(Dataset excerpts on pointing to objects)
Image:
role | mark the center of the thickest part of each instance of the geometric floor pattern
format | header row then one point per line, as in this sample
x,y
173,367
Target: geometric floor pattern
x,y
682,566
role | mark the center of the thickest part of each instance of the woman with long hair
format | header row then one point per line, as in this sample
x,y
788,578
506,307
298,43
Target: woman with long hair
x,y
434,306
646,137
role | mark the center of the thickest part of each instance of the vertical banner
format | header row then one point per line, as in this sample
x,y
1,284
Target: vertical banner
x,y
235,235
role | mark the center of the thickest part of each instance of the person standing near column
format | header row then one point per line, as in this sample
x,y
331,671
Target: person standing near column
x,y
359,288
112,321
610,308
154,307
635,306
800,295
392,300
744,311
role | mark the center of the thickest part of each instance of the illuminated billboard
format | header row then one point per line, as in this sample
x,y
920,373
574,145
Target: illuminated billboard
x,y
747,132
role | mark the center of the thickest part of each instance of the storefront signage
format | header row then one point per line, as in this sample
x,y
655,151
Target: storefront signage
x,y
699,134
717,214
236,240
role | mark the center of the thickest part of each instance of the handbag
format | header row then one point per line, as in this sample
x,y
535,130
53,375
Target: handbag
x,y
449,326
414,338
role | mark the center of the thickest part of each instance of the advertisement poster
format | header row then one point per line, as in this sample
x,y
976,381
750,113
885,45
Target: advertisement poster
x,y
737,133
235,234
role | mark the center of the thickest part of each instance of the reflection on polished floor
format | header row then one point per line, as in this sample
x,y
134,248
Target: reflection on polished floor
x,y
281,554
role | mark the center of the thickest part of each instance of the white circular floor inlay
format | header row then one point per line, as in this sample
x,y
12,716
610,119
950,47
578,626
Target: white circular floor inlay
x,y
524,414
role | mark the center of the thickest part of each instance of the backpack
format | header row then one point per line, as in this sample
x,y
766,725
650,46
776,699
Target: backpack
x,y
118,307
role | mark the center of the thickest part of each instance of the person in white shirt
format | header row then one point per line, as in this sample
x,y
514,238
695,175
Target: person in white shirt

● **WRITTEN EXERCISE**
In the lines above, swap every "thickest part" for "widest part" and change nothing else.

● **OUTPUT OF THE TASK**
Image:
role | mark the center of the widest part of each instance of the geometric floor pattern
format | header row then one point per line, as in this sample
x,y
173,367
Target: geometric floor pattern
x,y
682,566
role | mark the center of the widest part of each instance of the woman with long hair
format | header row then one point per line, as in this sample
x,y
788,578
506,307
298,43
Target: woman with long hair
x,y
434,306
646,137
role | mark the center of the widest part of each instance of the vertical banner
format | header row then one point per line, as in this sample
x,y
1,284
Target: vertical banner
x,y
235,235
role | mark the center of the widest part of each instance of the person standing near column
format | header row then one point per line, as in this sample
x,y
331,671
Target: person standing near column
x,y
359,288
112,321
610,308
154,307
635,306
800,295
392,300
744,311
role | mark the center of the widest part of each instance of the illuminated billboard
format | header row then one point per line, as in this sample
x,y
920,373
574,145
Target: illuminated billboard
x,y
747,132
role | mark the center of the widest part of each instance of the storefront signage
format | header row then one point per line, as in this sample
x,y
655,151
Target: storefront signage
x,y
699,134
717,214
236,240
role | mark the center of the widest part of each instance of the handbag
format | header row then one point per line, as in this sample
x,y
535,130
53,375
Target: handbag
x,y
449,326
414,338
role | mark the center of the widest part of each instance of the advertisement poster
format | header row then one point per line, as in this sample
x,y
976,381
750,113
885,45
Target: advertisement poster
x,y
737,133
235,234
role | mark the center of the widest part of each instance of the reflection on polished floor
format | header row then one point per line, as in this sample
x,y
134,248
Target: reflection on polished floor
x,y
281,554
role | mark the center of the widest part of each instance of the white circular floor inlay
format | header row then one point per line, as in this sample
x,y
12,716
610,119
950,47
578,626
Target: white circular floor inlay
x,y
524,414
role | mark the center of the widest part of each instance of the backpack
format | header row then one point per line, as in this sample
x,y
766,725
650,46
776,699
Target: backpack
x,y
118,307
role | mark the center of the widest part of each instance of the person in white shirt
format | header row then one point per line, as in this sample
x,y
514,238
695,175
Target: person in white shirt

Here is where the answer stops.